◆ **Stated goal**
Reproduce every line of these records, requests included, shifting each coordinate in the answers by -107.

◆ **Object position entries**
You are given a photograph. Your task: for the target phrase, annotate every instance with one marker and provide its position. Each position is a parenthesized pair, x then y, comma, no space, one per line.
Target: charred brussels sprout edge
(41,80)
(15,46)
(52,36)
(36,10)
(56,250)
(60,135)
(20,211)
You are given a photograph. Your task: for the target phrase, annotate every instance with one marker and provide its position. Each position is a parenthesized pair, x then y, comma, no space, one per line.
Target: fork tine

◆ **Result of this task**
You are given a photograph. Your task: for the target phrase, annotate every instance with one marker and provide its position. Each position is a parenthesized pair, x then y, comma, no space, one per line.
Target: charred brussels sprout edge
(-66,-27)
(-92,-61)
(-55,-71)
(-71,-97)
(-51,143)
(-47,28)
(-87,104)
You are given a photograph. Your task: for the target phrase, annotate every instance with one marker and provide its position. Each position is a parenthesized pair, x then y, comma, no space, one per line.
Target: fork tine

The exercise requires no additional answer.